• AVAILABLE RECORDS
_____

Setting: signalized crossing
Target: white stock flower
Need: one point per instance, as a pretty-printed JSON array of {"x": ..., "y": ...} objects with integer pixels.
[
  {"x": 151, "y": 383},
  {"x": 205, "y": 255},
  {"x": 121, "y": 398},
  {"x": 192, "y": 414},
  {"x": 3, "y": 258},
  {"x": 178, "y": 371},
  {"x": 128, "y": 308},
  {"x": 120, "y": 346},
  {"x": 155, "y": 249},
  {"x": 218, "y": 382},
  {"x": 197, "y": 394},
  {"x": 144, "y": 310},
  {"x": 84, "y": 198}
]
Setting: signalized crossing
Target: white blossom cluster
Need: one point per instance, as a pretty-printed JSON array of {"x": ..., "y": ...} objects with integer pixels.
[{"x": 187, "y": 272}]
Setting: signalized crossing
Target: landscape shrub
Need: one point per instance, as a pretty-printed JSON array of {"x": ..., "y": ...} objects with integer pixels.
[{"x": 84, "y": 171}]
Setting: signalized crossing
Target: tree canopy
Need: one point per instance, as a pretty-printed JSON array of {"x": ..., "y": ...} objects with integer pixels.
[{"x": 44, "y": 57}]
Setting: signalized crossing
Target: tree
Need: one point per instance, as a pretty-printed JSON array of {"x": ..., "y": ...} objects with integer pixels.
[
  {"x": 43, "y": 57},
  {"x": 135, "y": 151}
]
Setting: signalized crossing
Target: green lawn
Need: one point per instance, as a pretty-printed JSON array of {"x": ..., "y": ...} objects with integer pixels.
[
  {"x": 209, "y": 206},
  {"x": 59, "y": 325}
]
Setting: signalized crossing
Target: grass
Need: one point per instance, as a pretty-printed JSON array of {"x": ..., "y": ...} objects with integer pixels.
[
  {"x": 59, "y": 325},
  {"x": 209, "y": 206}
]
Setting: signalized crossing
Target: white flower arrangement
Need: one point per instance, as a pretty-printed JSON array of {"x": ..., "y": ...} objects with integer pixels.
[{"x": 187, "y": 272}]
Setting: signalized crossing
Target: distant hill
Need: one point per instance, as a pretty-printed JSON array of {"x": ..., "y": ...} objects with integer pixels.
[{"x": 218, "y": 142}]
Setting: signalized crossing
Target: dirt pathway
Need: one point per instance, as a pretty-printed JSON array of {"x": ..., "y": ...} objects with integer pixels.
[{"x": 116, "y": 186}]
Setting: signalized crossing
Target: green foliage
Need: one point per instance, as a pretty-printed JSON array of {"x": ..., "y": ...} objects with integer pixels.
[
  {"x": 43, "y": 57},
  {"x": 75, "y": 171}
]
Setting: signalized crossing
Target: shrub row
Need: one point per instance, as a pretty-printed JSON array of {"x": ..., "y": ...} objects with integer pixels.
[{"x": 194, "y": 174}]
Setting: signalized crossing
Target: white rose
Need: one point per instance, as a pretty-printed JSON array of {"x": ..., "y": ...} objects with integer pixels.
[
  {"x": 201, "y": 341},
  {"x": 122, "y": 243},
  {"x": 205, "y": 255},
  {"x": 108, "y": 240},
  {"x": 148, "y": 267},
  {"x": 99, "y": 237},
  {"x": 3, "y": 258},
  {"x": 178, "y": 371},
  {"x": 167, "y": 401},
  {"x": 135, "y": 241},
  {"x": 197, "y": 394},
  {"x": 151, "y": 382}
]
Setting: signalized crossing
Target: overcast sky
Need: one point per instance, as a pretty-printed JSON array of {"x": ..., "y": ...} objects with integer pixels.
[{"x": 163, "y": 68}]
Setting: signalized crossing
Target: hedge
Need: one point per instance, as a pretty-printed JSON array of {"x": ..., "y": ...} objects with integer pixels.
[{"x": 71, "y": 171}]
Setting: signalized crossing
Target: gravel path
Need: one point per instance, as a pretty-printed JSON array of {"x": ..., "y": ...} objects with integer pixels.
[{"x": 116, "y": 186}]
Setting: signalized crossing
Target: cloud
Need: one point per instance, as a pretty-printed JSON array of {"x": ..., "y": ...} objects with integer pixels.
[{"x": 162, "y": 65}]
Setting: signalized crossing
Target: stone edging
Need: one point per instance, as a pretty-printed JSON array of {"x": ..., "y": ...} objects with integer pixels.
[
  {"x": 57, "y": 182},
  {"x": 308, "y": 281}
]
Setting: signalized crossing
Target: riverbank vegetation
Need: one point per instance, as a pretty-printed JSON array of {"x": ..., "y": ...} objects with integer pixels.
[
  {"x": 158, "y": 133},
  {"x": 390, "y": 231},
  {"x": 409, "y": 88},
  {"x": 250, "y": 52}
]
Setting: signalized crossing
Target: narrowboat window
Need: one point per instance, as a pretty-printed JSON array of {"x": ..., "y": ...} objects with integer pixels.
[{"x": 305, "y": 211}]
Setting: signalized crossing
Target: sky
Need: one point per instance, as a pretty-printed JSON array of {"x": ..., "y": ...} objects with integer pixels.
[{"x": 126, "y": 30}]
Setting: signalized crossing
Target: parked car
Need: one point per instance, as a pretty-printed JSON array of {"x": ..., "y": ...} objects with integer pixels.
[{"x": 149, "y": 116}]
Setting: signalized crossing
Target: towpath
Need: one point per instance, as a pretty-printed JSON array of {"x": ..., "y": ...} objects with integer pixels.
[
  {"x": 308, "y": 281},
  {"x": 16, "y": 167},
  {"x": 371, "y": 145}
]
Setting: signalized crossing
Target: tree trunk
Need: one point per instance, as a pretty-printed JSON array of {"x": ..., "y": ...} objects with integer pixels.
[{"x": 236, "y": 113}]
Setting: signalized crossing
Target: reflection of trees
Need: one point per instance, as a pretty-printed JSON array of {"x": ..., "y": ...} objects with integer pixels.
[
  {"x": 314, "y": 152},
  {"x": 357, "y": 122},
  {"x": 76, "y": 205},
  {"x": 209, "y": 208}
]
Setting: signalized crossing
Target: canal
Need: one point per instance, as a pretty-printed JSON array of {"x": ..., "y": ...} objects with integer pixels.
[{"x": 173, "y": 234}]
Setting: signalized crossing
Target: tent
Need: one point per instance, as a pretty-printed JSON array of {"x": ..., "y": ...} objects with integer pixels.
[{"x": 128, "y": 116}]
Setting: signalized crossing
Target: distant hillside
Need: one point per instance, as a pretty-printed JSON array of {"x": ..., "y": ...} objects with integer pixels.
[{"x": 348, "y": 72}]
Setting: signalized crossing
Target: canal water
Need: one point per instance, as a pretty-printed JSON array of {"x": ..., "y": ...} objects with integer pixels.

_____

• WRITTEN INSTRUCTION
Copy out each line of the records above that has the word "distant" in it.

• RESPONSE TO THIS TASK
Target: distant hill
Target: distant hillside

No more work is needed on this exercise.